• [Work to do]:
Scale the records below from the line with "Q: Find one point on every instance of the dark wood" through the end of the records, repeating every line, requests included. Multiply each coordinate in the answers by 1.25 and round to whole numbers, with halves rounded up.

Records from a data source
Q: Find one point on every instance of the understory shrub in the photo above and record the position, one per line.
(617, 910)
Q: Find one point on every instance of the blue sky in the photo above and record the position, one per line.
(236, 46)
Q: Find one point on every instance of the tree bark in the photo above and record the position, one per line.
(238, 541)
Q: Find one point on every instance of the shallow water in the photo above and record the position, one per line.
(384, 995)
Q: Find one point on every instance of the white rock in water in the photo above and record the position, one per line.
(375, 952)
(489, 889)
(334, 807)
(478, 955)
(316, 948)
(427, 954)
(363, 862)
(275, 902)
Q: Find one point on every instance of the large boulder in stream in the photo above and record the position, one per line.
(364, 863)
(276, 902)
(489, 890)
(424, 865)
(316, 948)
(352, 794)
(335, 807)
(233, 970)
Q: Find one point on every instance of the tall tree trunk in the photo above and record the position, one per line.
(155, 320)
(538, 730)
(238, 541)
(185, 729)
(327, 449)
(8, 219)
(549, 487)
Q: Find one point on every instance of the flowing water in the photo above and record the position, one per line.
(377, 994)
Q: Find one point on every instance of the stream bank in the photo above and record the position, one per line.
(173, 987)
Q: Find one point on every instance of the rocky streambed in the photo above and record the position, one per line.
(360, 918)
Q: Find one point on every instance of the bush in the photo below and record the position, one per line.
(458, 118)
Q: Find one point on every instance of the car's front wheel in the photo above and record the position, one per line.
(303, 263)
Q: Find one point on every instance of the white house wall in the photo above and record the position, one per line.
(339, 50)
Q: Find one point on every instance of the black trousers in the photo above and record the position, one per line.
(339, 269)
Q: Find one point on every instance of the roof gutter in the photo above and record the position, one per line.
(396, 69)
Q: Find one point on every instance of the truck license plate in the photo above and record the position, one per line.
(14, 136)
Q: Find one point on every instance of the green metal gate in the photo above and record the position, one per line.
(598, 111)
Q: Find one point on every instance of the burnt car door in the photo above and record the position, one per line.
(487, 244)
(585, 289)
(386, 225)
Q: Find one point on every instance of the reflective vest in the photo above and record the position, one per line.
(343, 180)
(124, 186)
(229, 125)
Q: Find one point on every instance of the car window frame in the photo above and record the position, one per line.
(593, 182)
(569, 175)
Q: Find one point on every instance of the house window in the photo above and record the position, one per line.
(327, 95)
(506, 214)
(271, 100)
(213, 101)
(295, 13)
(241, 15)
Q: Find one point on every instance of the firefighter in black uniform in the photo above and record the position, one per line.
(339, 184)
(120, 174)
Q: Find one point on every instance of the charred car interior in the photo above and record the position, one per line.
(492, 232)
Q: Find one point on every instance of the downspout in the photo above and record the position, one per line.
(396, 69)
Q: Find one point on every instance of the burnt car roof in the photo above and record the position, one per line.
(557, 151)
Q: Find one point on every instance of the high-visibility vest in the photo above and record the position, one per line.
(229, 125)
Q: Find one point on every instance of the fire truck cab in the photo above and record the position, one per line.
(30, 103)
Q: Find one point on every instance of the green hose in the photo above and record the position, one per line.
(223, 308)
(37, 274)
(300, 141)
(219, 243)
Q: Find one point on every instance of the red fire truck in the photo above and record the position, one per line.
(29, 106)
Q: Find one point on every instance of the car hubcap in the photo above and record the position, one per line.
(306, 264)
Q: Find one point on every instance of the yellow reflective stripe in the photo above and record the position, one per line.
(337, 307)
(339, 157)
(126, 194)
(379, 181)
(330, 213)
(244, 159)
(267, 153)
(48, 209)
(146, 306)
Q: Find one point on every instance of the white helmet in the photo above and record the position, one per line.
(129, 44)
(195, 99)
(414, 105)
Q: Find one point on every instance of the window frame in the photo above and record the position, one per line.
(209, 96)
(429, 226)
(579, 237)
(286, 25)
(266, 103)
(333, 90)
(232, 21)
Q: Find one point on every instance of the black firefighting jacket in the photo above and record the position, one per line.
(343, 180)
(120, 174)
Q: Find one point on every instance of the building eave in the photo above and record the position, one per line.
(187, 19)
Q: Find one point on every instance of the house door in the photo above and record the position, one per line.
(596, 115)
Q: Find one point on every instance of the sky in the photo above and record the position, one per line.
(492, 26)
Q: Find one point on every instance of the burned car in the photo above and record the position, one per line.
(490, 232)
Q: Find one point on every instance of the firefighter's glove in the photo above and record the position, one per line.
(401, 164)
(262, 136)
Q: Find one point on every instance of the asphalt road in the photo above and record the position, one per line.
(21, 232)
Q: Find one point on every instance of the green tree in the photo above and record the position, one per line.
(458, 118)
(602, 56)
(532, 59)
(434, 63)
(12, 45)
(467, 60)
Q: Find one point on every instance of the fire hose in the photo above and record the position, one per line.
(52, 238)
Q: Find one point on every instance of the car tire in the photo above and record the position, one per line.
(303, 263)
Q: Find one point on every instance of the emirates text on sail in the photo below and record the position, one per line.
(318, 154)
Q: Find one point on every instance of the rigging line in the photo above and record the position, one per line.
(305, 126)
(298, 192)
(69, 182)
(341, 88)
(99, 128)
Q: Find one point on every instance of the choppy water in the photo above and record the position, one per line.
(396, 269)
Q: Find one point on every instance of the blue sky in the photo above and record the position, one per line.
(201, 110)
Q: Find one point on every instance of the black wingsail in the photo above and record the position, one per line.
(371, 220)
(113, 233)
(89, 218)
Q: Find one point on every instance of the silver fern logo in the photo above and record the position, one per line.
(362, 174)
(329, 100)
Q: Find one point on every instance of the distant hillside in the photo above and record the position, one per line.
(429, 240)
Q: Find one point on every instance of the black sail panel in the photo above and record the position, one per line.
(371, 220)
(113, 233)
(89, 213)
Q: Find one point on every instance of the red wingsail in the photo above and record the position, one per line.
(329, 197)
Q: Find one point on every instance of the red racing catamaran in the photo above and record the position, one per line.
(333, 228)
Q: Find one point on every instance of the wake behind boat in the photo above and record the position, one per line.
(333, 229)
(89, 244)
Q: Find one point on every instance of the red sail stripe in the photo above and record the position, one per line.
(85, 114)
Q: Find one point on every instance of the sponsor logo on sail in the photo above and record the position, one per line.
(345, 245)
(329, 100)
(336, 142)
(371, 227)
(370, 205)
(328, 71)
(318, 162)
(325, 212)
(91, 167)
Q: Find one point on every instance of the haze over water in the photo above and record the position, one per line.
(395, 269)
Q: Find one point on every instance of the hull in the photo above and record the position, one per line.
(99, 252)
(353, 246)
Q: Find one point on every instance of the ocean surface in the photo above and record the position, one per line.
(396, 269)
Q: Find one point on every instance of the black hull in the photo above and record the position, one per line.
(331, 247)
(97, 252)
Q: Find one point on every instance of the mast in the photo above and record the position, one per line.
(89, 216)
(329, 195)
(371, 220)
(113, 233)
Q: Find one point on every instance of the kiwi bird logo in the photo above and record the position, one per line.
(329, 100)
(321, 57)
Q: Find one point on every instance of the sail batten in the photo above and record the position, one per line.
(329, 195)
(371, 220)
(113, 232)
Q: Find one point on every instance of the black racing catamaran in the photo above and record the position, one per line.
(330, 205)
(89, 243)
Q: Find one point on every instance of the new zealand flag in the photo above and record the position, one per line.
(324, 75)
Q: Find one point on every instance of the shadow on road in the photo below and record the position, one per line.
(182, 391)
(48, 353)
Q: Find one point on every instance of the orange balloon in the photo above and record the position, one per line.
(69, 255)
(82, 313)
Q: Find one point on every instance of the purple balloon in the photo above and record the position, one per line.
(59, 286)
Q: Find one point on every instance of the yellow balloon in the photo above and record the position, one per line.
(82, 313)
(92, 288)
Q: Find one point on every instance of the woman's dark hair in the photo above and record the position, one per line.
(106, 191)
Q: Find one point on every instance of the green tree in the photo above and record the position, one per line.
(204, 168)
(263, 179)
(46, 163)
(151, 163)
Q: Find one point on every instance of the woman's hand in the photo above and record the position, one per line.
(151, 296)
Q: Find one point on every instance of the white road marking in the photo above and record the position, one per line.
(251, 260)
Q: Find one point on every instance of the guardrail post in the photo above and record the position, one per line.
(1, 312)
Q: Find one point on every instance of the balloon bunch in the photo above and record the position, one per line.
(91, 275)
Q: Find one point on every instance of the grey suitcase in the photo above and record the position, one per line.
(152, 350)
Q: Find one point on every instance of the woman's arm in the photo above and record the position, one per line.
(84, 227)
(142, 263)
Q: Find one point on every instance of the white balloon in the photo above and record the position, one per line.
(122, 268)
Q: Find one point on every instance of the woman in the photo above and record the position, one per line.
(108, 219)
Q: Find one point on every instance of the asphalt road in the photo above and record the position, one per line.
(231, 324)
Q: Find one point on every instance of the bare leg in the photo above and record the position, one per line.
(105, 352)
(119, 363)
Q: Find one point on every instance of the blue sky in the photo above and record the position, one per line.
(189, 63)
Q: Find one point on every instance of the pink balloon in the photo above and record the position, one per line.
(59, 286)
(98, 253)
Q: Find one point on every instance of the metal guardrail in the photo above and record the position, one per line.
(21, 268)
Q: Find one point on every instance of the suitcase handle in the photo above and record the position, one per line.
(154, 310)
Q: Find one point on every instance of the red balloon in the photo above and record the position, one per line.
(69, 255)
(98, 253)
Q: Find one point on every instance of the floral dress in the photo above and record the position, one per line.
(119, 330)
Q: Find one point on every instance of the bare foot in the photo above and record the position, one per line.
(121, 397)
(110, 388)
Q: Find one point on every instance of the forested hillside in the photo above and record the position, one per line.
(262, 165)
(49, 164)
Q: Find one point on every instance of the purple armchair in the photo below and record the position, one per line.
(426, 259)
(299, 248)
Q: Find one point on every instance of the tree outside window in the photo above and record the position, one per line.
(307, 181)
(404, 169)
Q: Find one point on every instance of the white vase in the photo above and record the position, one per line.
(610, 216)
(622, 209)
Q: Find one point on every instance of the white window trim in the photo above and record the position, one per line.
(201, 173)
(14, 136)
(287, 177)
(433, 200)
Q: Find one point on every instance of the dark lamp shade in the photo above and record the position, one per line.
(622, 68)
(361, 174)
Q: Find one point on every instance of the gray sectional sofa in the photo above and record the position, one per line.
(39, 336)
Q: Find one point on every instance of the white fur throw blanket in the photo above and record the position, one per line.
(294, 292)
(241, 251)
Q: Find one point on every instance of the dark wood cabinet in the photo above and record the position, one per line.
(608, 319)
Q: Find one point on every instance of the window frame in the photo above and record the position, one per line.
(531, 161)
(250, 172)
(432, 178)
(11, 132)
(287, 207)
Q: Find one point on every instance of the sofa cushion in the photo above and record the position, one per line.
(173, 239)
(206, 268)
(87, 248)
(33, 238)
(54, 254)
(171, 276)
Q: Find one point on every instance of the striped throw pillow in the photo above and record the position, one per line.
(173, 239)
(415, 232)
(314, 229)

• [Exercise answer]:
Q: Find one point on every instance of the dark wood cabinet in the photo above and record the position, one per line.
(760, 399)
Q: Find one point on every instance of the window frame in the photo above and record the position, one per line.
(664, 201)
(313, 215)
(540, 223)
(14, 165)
(359, 259)
Q: Find one point on every instance of the sofa cushion in the photo above and record the position, one per line.
(216, 299)
(258, 335)
(109, 310)
(41, 298)
(68, 318)
(214, 345)
Q: Find one point on every instance of the striped throw pillow in the photo above and record the position, one per line.
(216, 299)
(519, 290)
(393, 286)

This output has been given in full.